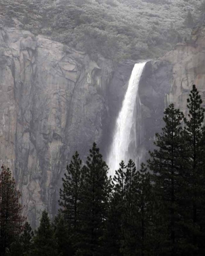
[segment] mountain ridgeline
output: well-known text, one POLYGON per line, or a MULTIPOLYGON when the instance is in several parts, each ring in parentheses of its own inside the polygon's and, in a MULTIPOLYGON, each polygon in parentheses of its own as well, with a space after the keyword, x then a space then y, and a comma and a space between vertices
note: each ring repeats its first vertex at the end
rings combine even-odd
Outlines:
POLYGON ((193 85, 187 117, 173 104, 165 109, 155 148, 150 151, 146 165, 141 163, 138 169, 131 159, 122 160, 112 178, 95 143, 85 164, 76 151, 62 179, 58 214, 51 222, 44 210, 34 233, 28 222, 22 224, 18 191, 16 211, 6 206, 14 197, 15 182, 3 166, 0 198, 7 213, 0 214, 1 255, 204 255, 202 103, 193 85), (9 182, 12 193, 8 193, 9 182), (13 222, 21 229, 16 230, 13 222))
POLYGON ((203 24, 205 6, 201 0, 1 0, 0 26, 117 62, 158 57, 188 41, 191 29, 203 24))

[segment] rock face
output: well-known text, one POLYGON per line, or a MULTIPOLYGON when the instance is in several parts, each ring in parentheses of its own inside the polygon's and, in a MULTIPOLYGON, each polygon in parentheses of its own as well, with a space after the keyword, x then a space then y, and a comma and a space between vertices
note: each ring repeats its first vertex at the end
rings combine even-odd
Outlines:
MULTIPOLYGON (((110 128, 106 136, 109 135, 110 139, 113 120, 122 107, 127 86, 125 80, 129 80, 128 74, 131 74, 133 65, 130 62, 120 66, 109 87, 112 118, 108 122, 110 128)), ((205 107, 205 27, 196 28, 186 43, 178 44, 165 56, 148 61, 146 66, 139 84, 142 118, 136 131, 137 155, 141 161, 149 157, 149 150, 154 148, 155 134, 164 125, 164 108, 173 103, 187 114, 186 99, 193 84, 199 91, 205 107)))
MULTIPOLYGON (((146 63, 136 131, 141 160, 163 125, 165 107, 173 102, 185 110, 193 84, 205 102, 205 28, 196 29, 187 43, 146 63)), ((33 227, 43 209, 51 217, 56 213, 61 178, 75 150, 84 161, 95 140, 106 159, 134 64, 114 70, 100 56, 96 62, 43 36, 0 30, 0 160, 12 168, 33 227)))
POLYGON ((78 150, 100 144, 111 61, 14 28, 0 30, 0 156, 33 227, 56 211, 61 178, 78 150))

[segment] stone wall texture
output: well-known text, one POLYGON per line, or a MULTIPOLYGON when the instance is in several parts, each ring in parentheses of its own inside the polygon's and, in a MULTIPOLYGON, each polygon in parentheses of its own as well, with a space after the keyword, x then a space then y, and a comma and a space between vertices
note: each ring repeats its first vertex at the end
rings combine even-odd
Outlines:
MULTIPOLYGON (((84 161, 95 141, 106 159, 134 63, 114 68, 43 36, 0 29, 0 162, 12 168, 33 227, 44 209, 51 217, 56 213, 61 178, 75 151, 84 161)), ((204 27, 146 65, 136 131, 142 160, 163 125, 165 107, 173 102, 185 111, 194 84, 205 102, 204 27)))

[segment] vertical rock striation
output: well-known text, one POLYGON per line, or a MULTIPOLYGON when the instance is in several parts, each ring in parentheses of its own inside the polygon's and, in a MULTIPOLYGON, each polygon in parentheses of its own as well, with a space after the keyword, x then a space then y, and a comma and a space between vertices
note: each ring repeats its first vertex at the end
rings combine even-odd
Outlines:
POLYGON ((111 61, 14 28, 0 30, 0 161, 11 167, 33 227, 56 211, 75 150, 100 143, 111 61))

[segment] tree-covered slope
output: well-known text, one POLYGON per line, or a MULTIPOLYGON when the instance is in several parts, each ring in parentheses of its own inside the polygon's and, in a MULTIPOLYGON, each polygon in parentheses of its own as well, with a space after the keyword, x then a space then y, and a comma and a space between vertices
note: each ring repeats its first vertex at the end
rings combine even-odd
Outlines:
POLYGON ((203 22, 202 2, 0 0, 0 22, 12 26, 17 20, 23 29, 47 35, 93 57, 100 53, 116 60, 150 58, 183 41, 192 27, 203 22))

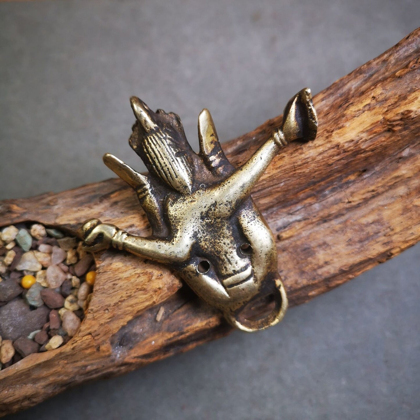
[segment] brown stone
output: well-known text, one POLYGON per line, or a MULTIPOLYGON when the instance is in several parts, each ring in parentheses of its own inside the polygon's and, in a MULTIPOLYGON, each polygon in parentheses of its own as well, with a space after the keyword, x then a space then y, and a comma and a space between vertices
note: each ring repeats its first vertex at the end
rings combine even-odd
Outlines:
POLYGON ((90 286, 89 283, 84 281, 80 285, 79 291, 77 292, 77 298, 81 300, 86 300, 90 293, 90 286))
POLYGON ((61 285, 61 294, 67 297, 71 293, 71 281, 68 279, 65 280, 61 285))
POLYGON ((34 337, 34 340, 39 344, 42 346, 48 341, 48 335, 46 331, 40 331, 34 337))
POLYGON ((0 302, 10 302, 18 296, 23 291, 16 280, 4 277, 3 281, 0 283, 0 302))
POLYGON ((0 347, 0 362, 7 363, 12 360, 15 354, 15 348, 11 340, 3 340, 0 347))
POLYGON ((93 257, 87 254, 74 265, 74 272, 78 277, 86 274, 93 261, 93 257))
POLYGON ((76 238, 71 238, 66 236, 57 239, 58 246, 65 251, 68 251, 72 248, 75 248, 76 246, 76 238))
POLYGON ((37 353, 39 349, 38 344, 27 337, 19 337, 13 342, 13 346, 22 357, 26 357, 32 353, 37 353))
POLYGON ((16 297, 0 307, 0 336, 14 340, 40 330, 48 319, 50 310, 43 305, 31 310, 21 298, 16 297))
POLYGON ((66 273, 58 265, 53 264, 47 269, 47 282, 52 289, 59 287, 66 278, 66 273))
POLYGON ((44 303, 51 309, 61 308, 64 304, 64 298, 61 294, 52 289, 45 289, 41 290, 41 297, 44 303))
POLYGON ((61 320, 58 311, 55 309, 50 312, 50 326, 53 329, 58 329, 61 325, 61 320))

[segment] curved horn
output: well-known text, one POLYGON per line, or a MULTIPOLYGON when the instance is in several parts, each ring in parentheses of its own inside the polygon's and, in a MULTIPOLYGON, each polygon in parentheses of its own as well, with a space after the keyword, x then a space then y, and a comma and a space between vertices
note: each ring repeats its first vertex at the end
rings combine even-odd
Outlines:
POLYGON ((273 131, 247 162, 212 190, 219 211, 225 215, 234 211, 280 150, 290 142, 313 140, 318 126, 310 90, 302 89, 286 105, 281 127, 273 131))
POLYGON ((219 144, 213 119, 209 110, 205 108, 198 116, 198 139, 200 152, 203 155, 210 155, 215 146, 219 144))
POLYGON ((157 128, 158 126, 152 118, 150 108, 143 101, 133 96, 130 98, 130 103, 134 116, 146 132, 157 128))
POLYGON ((200 155, 204 163, 217 173, 231 172, 233 167, 222 150, 211 115, 205 108, 198 116, 200 155))

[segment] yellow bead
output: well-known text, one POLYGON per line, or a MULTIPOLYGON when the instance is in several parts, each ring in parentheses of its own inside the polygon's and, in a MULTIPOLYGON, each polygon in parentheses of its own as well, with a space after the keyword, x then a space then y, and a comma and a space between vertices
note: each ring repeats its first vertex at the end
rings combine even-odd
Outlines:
##########
From the records above, pull out every line that contains the word "segment".

[ANSWER TO THIS EXERCISE]
[segment] mountain ridgeline
[segment] rock face
[segment] stone wall texture
[segment] vertical rock striation
[segment] tree-covered slope
[segment] brown stone
[segment] curved horn
[segment] yellow bead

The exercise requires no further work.